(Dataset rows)
______
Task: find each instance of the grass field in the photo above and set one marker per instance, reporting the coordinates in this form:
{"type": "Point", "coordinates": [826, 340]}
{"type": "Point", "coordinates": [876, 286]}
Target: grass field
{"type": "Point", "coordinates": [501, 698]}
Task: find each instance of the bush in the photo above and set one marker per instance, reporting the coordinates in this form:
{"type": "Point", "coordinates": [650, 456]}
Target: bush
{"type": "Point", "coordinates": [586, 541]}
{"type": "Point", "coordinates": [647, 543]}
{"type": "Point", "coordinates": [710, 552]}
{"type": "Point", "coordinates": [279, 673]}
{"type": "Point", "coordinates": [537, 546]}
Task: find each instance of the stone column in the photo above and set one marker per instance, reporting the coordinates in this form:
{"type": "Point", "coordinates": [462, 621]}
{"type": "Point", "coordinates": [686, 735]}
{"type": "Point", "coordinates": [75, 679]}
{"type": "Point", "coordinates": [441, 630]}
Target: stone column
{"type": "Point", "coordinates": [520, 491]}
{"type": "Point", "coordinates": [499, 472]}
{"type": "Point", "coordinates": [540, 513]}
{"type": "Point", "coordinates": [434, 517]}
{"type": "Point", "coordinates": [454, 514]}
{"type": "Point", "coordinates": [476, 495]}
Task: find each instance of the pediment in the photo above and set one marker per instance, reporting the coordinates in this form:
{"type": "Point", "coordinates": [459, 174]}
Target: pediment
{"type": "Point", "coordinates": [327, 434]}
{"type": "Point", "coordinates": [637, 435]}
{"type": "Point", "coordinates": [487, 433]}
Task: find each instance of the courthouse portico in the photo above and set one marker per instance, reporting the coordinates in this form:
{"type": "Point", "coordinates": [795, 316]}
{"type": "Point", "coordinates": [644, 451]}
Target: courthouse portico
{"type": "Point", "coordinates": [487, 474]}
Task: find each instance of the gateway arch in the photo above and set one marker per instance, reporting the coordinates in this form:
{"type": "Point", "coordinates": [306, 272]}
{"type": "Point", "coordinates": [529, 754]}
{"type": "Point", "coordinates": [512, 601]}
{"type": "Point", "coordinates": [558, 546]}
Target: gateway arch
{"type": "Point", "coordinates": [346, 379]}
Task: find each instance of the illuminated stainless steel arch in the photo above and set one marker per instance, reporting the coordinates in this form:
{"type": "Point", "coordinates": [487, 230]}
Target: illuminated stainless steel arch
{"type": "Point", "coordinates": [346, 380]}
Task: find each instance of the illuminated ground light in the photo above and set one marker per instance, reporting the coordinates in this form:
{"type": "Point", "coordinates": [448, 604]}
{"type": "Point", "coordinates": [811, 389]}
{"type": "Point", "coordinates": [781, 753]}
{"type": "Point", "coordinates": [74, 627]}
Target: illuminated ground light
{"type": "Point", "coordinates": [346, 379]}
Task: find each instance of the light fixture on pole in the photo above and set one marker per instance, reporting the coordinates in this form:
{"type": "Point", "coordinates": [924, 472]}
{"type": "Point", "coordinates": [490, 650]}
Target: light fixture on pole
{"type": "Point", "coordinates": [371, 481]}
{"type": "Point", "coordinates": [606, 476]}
______
- SET PROBLEM
Please reproduce the entire listing, exactly as shown.

- EXERCISE ANSWER
Task: find each instance of the grass field in the photo above and set one marker per instance, reporting the coordinates in this form:
{"type": "Point", "coordinates": [826, 340]}
{"type": "Point", "coordinates": [876, 286]}
Target: grass field
{"type": "Point", "coordinates": [501, 698]}
Task: find each instance of the bush in the photo above and set one marker per instance, reporting the coordinates in this form:
{"type": "Point", "coordinates": [650, 456]}
Target: bush
{"type": "Point", "coordinates": [586, 541]}
{"type": "Point", "coordinates": [647, 543]}
{"type": "Point", "coordinates": [710, 552]}
{"type": "Point", "coordinates": [279, 673]}
{"type": "Point", "coordinates": [537, 546]}
Task: find each instance of the stone column in the photo above and set one marker per instance, reporting the coordinates in this form:
{"type": "Point", "coordinates": [462, 621]}
{"type": "Point", "coordinates": [686, 735]}
{"type": "Point", "coordinates": [75, 679]}
{"type": "Point", "coordinates": [441, 630]}
Target: stone column
{"type": "Point", "coordinates": [520, 491]}
{"type": "Point", "coordinates": [499, 472]}
{"type": "Point", "coordinates": [540, 513]}
{"type": "Point", "coordinates": [434, 517]}
{"type": "Point", "coordinates": [454, 514]}
{"type": "Point", "coordinates": [476, 495]}
Task: find each instance of the pediment in the photo above and set one marker per instance, reporting the coordinates in this form:
{"type": "Point", "coordinates": [459, 174]}
Target: pediment
{"type": "Point", "coordinates": [327, 434]}
{"type": "Point", "coordinates": [637, 435]}
{"type": "Point", "coordinates": [487, 433]}
Task: find each instance of the courthouse portico in the photo above and set one marker per instance, reporting the coordinates in this form:
{"type": "Point", "coordinates": [795, 316]}
{"type": "Point", "coordinates": [644, 451]}
Target: courthouse portico
{"type": "Point", "coordinates": [487, 474]}
Task: find each instance of the gateway arch in the photo above and set one marker per instance, reporting the coordinates in this form:
{"type": "Point", "coordinates": [306, 272]}
{"type": "Point", "coordinates": [529, 754]}
{"type": "Point", "coordinates": [512, 601]}
{"type": "Point", "coordinates": [558, 546]}
Target: gateway arch
{"type": "Point", "coordinates": [346, 379]}
Task: find each instance of the illuminated stainless steel arch in the photo above and set one marker per instance, reporting the coordinates in this form:
{"type": "Point", "coordinates": [487, 230]}
Target: illuminated stainless steel arch
{"type": "Point", "coordinates": [346, 380]}
Task: find each instance of the illuminated ground light in the photo above and set one marker per instance, reporting the coordinates in this form:
{"type": "Point", "coordinates": [448, 604]}
{"type": "Point", "coordinates": [811, 389]}
{"type": "Point", "coordinates": [781, 753]}
{"type": "Point", "coordinates": [74, 627]}
Target: illuminated ground light
{"type": "Point", "coordinates": [346, 379]}
Task: find each instance of the light fixture on pole in the photo above and set one marker per instance, reporting the coordinates in this form:
{"type": "Point", "coordinates": [924, 472]}
{"type": "Point", "coordinates": [490, 650]}
Target: light fixture on pole
{"type": "Point", "coordinates": [371, 481]}
{"type": "Point", "coordinates": [606, 476]}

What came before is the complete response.